▶ _Assignment_
Answer with one number only: how many lines in the material contain "target".

▶ _Input data_

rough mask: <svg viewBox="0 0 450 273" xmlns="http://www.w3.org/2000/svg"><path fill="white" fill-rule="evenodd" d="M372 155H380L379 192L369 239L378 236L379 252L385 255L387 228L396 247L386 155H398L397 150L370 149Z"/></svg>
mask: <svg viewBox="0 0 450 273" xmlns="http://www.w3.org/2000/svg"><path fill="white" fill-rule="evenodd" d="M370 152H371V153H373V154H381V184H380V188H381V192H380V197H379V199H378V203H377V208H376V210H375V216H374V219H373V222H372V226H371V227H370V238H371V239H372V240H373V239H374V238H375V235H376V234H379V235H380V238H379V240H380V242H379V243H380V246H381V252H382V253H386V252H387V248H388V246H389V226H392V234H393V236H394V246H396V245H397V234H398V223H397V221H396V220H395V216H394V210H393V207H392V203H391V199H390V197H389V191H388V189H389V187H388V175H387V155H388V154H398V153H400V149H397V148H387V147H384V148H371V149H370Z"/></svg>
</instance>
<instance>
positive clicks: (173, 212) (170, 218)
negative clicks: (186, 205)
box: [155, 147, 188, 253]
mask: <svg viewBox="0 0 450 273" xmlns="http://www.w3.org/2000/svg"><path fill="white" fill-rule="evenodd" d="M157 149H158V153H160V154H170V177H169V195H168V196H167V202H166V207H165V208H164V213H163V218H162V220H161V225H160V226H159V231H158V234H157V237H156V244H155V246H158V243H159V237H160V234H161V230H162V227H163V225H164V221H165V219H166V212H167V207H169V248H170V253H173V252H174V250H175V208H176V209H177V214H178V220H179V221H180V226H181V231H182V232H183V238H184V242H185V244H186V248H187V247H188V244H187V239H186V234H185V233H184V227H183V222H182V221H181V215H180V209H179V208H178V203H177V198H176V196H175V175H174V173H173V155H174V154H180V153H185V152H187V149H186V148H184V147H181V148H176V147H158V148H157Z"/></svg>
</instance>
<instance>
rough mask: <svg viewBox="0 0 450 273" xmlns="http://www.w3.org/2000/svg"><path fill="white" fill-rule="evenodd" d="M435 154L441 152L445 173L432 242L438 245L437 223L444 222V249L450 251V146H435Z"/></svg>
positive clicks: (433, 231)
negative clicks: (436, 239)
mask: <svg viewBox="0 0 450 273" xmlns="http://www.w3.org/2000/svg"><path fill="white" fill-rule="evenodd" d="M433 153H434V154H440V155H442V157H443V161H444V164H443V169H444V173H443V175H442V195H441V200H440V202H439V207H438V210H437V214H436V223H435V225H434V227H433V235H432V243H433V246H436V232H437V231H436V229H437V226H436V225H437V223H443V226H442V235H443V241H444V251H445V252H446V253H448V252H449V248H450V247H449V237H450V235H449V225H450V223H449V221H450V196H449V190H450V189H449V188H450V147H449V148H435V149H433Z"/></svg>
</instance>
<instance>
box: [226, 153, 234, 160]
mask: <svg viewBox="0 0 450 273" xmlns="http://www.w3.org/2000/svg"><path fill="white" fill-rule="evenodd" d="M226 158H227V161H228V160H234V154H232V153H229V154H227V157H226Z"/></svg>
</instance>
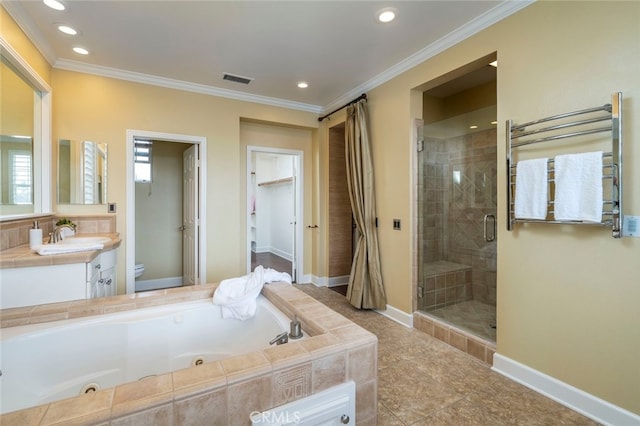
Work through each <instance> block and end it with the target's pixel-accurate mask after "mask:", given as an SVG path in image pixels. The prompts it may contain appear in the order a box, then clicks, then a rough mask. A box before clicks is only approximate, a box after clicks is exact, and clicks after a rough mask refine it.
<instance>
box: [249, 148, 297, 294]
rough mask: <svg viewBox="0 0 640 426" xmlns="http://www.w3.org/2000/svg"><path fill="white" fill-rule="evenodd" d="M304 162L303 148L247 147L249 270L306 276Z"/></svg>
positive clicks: (293, 279) (296, 275)
mask: <svg viewBox="0 0 640 426" xmlns="http://www.w3.org/2000/svg"><path fill="white" fill-rule="evenodd" d="M302 164H304V163H303V161H302V152H301V151H295V150H286V149H277V148H267V147H256V146H248V147H247V206H248V209H247V210H248V212H247V248H248V250H247V272H250V271H253V270H254V269H255V267H256V266H258V265H262V266H263V267H265V268H271V269H275V270H277V271H280V272H287V273H289V274H290V275H291V278H292V281H293V282H297V281H298V277H299V276H302V272H301V271H302V269H301V265H302V264H303V263H302V247H303V246H302V217H303V212H302V188H303V187H304V186H303V182H302V176H303V171H302ZM299 218H300V219H299Z"/></svg>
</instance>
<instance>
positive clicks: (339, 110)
mask: <svg viewBox="0 0 640 426" xmlns="http://www.w3.org/2000/svg"><path fill="white" fill-rule="evenodd" d="M362 99H364V100H367V94H366V93H363V94H362V95H360V96H358V97H357V98H355V99H354V100H352V101H351V102H347V103H346V104H344V105H342V106H341V107H340V108H336V109H334V110H333V111H331V112H330V113H329V114H325V115H323V116H321V117H318V121H322V120H324V119H325V118H327V117H329V116H330V115H331V114H333V113H336V112H338V111H340V110H341V109H343V108H346V107H348V106H350V105H353V104H355V103H356V102H358V101H360V100H362Z"/></svg>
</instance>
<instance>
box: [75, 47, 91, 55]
mask: <svg viewBox="0 0 640 426" xmlns="http://www.w3.org/2000/svg"><path fill="white" fill-rule="evenodd" d="M73 51H74V52H76V53H79V54H80V55H88V54H89V51H88V50H87V49H85V48H84V47H74V48H73Z"/></svg>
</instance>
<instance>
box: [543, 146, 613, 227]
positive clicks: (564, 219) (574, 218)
mask: <svg viewBox="0 0 640 426" xmlns="http://www.w3.org/2000/svg"><path fill="white" fill-rule="evenodd" d="M554 173H555V181H556V191H555V201H554V206H553V210H554V217H555V219H556V220H578V221H584V222H601V221H602V151H595V152H586V153H582V154H567V155H558V156H556V158H555V172H554Z"/></svg>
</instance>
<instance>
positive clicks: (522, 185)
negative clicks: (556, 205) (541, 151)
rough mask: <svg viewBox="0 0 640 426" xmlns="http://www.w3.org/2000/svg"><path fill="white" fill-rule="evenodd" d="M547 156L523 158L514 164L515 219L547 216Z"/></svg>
mask: <svg viewBox="0 0 640 426" xmlns="http://www.w3.org/2000/svg"><path fill="white" fill-rule="evenodd" d="M548 162H549V160H548V159H547V158H536V159H533V160H523V161H520V162H518V164H517V166H516V198H515V203H514V204H515V205H514V214H515V217H516V219H540V220H544V219H545V218H546V217H547V205H548V203H549V196H548V190H547V188H548V186H549V185H548V182H549V176H548V173H547V163H548Z"/></svg>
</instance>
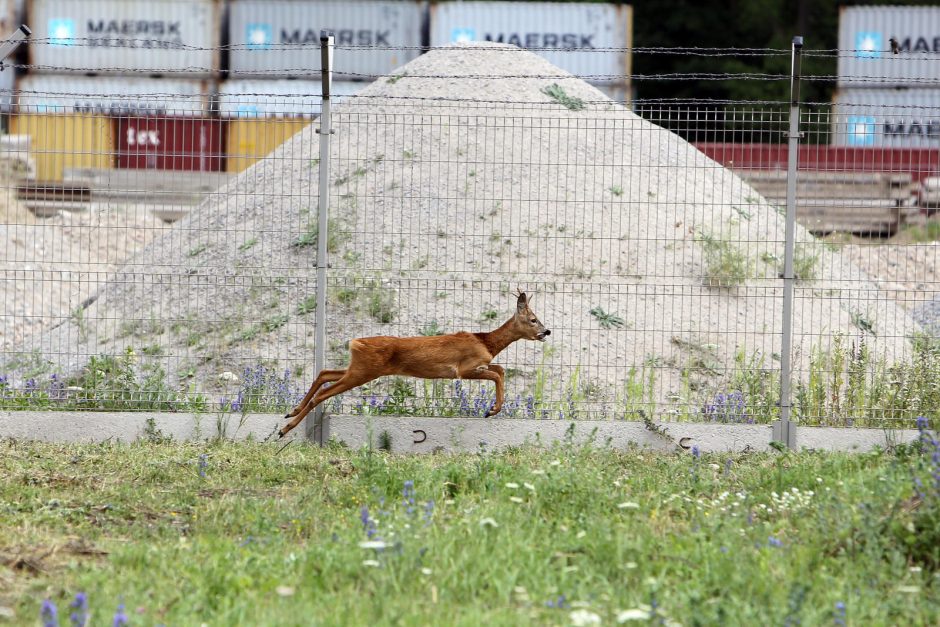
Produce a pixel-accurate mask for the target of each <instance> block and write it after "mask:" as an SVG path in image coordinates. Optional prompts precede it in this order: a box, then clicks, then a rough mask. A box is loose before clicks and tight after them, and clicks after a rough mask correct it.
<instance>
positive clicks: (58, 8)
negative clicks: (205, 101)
mask: <svg viewBox="0 0 940 627" xmlns="http://www.w3.org/2000/svg"><path fill="white" fill-rule="evenodd" d="M221 6H222V3H221V0H29V2H28V4H27V24H29V27H30V28H31V29H32V31H33V36H32V39H34V40H35V42H33V43H30V44H29V45H28V49H29V62H30V64H31V65H32V68H31V69H32V70H33V71H39V72H43V71H45V72H57V73H62V72H69V73H76V74H131V73H133V74H139V73H144V74H148V75H154V76H163V75H186V76H202V77H209V76H215V75H216V74H217V73H218V71H219V60H220V51H219V45H220V38H221V35H222V26H221V24H222V22H221Z"/></svg>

▶ _Exercise response_
2